§ Task to carry out:
Locate each line in the records below that contains the word "mountain" and copy those lines in full.

§ Extracted records:
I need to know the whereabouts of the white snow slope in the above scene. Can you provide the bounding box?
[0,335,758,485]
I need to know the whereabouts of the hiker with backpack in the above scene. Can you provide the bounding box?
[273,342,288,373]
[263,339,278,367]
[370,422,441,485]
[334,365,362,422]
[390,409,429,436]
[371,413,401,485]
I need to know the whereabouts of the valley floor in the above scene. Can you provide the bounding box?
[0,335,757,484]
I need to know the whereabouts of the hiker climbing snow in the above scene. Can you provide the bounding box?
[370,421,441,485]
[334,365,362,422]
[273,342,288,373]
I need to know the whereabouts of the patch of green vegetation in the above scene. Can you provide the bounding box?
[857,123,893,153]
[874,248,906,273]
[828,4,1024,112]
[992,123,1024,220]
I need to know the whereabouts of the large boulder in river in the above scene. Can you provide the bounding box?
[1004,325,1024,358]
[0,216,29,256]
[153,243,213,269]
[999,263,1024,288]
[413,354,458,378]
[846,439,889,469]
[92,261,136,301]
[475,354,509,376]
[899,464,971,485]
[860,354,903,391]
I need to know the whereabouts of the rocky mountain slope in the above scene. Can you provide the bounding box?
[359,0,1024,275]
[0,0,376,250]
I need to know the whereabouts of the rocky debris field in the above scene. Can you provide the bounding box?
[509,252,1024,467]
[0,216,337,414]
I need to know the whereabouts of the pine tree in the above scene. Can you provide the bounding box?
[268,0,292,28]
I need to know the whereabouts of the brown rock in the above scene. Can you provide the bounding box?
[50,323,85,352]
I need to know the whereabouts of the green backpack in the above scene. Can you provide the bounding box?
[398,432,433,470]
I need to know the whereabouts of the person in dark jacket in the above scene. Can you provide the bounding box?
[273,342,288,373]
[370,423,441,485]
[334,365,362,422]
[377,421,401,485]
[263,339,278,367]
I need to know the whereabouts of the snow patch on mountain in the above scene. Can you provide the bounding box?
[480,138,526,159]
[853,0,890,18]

§ Finished exercise:
I need to know the whereabouts of the rocky mountain slope in the above scene. Can you provide the bounding box?
I need to know the whereabouts of the snow patch on mountain in the above scene. Can you provide the bounding box?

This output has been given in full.